EXERCISE OBJECTIVE ▸ Only one portion of the data is to be written out: from the line bearing "point(37, 167)" through the line bearing "point(147, 301)". Write it exactly as it appears.

[Referring expression data]
====
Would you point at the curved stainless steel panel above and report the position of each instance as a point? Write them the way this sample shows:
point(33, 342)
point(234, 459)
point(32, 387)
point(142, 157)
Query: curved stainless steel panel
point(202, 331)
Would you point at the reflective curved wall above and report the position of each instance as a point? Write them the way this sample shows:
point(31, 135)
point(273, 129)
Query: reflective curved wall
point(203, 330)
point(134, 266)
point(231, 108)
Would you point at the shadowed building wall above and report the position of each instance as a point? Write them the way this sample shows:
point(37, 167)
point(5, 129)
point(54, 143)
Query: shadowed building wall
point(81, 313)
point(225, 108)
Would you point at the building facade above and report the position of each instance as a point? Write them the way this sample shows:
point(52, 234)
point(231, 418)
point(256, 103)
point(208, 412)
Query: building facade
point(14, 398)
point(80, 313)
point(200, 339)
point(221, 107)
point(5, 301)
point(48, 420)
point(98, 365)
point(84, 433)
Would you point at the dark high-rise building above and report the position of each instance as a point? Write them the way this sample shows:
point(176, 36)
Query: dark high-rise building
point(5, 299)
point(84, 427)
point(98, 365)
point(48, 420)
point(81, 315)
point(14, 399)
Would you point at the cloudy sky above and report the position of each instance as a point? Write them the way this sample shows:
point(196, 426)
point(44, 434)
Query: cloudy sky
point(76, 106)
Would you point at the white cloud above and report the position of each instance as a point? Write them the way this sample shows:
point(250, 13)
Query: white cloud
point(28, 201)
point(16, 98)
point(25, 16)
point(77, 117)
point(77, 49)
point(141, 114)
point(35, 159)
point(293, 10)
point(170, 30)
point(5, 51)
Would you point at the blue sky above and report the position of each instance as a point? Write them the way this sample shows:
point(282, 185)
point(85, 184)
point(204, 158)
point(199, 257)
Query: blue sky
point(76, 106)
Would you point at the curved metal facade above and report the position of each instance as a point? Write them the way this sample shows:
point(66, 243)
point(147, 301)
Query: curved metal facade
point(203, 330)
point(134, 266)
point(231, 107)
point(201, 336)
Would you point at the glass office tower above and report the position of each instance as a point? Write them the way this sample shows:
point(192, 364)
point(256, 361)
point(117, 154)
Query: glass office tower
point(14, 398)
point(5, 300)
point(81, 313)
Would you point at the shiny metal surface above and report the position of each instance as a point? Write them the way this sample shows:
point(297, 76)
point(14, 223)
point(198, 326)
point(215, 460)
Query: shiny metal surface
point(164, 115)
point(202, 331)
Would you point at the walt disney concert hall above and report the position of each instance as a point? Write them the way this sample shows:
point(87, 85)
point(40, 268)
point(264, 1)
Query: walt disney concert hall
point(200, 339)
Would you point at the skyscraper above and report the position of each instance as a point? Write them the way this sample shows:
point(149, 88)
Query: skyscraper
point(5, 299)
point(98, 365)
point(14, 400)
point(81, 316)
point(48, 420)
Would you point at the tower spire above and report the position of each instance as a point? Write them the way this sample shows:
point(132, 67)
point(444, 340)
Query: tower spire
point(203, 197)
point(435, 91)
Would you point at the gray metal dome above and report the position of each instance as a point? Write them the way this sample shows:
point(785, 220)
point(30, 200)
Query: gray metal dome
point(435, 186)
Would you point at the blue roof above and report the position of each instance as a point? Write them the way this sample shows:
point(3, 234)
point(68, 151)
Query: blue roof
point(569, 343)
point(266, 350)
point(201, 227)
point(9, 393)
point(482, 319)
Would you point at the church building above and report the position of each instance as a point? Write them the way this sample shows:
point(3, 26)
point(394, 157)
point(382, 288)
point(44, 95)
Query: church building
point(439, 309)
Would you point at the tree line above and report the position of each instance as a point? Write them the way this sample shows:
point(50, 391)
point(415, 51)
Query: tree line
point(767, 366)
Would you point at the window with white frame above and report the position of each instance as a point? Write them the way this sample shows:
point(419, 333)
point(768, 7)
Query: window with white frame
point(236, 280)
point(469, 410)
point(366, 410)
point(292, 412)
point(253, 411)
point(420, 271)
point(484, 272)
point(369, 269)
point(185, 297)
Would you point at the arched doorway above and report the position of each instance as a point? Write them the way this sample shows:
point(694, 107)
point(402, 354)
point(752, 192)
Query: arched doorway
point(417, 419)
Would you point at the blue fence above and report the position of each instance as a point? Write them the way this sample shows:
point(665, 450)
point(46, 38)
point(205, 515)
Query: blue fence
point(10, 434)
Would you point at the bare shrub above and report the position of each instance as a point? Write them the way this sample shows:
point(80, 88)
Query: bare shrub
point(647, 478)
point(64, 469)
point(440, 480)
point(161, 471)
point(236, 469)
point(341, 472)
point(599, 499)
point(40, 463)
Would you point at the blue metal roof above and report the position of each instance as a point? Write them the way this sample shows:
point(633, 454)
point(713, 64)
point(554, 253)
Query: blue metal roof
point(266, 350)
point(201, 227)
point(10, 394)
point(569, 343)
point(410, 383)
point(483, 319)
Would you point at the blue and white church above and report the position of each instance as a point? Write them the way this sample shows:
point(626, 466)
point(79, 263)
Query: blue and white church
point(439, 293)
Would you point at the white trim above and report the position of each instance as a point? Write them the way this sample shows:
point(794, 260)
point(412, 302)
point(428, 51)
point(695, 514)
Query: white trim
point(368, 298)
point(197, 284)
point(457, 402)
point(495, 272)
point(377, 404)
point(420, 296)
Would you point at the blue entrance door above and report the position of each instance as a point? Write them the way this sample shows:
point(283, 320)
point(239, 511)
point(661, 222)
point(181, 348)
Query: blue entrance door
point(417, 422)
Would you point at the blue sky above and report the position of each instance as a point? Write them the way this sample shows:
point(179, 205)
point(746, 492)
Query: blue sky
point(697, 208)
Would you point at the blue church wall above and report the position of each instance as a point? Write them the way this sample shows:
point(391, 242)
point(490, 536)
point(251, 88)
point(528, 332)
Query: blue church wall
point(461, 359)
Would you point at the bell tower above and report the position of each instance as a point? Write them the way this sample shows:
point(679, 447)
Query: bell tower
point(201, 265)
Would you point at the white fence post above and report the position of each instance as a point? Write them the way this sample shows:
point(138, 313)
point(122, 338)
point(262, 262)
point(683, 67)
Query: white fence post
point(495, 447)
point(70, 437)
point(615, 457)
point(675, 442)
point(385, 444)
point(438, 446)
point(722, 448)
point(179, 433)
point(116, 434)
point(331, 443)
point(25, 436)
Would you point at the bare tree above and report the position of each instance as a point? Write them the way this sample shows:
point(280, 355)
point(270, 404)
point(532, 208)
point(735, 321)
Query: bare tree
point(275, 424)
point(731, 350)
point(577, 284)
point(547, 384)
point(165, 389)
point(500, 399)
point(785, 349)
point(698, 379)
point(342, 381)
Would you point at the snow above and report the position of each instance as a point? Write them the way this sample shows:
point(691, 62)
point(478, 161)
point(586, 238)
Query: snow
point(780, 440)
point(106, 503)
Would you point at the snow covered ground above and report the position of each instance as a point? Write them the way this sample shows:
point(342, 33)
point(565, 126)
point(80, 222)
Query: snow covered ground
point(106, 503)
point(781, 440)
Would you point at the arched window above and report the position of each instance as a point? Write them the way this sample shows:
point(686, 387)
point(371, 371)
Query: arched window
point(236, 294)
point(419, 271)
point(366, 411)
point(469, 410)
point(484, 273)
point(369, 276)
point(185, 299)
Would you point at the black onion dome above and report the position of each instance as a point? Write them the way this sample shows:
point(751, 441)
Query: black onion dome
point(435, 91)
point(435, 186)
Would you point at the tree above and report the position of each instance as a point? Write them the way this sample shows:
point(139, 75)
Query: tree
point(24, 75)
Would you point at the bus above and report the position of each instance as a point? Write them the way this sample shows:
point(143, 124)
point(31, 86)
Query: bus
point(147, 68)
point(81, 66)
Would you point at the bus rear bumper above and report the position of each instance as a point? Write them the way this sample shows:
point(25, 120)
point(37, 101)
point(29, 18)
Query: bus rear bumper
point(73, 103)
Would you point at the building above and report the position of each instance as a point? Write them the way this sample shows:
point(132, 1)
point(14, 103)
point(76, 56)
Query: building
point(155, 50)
====
ANSWER TO THIS PROBLEM ▸
point(37, 167)
point(5, 129)
point(54, 143)
Query: shadowed building wall
point(81, 313)
point(225, 108)
Would you point at the building facade above and report the position of each instance as a point? Write them the way this sample shows:
point(52, 234)
point(231, 418)
point(256, 103)
point(208, 412)
Query: building facade
point(14, 398)
point(80, 313)
point(200, 339)
point(221, 107)
point(5, 301)
point(48, 420)
point(98, 365)
point(84, 433)
Would you point at the dark high-rise building above and report the position of each instance as a point? Write them the way this sample shows:
point(176, 36)
Query: dark high-rise building
point(5, 299)
point(84, 427)
point(98, 365)
point(48, 420)
point(81, 315)
point(14, 399)
Would you point at the cloudy sky above and report the position of each instance as a point? Write them the way this sample shows:
point(196, 426)
point(44, 434)
Query: cloudy sky
point(76, 106)
Would you point at the white cloud above and report the position of each instance as a point? Write them the way this sample shows:
point(250, 13)
Query: white cloud
point(28, 201)
point(16, 98)
point(25, 16)
point(77, 117)
point(77, 49)
point(141, 114)
point(35, 159)
point(293, 10)
point(170, 30)
point(5, 51)
Would you point at the blue sky above and report the position of each instance as a point? Write them the way this sample shows:
point(282, 185)
point(85, 184)
point(204, 158)
point(199, 257)
Query: blue sky
point(76, 106)
Would you point at the curved metal facade above and report the position of each instance as a point? Write them the way this sample shows:
point(66, 243)
point(147, 301)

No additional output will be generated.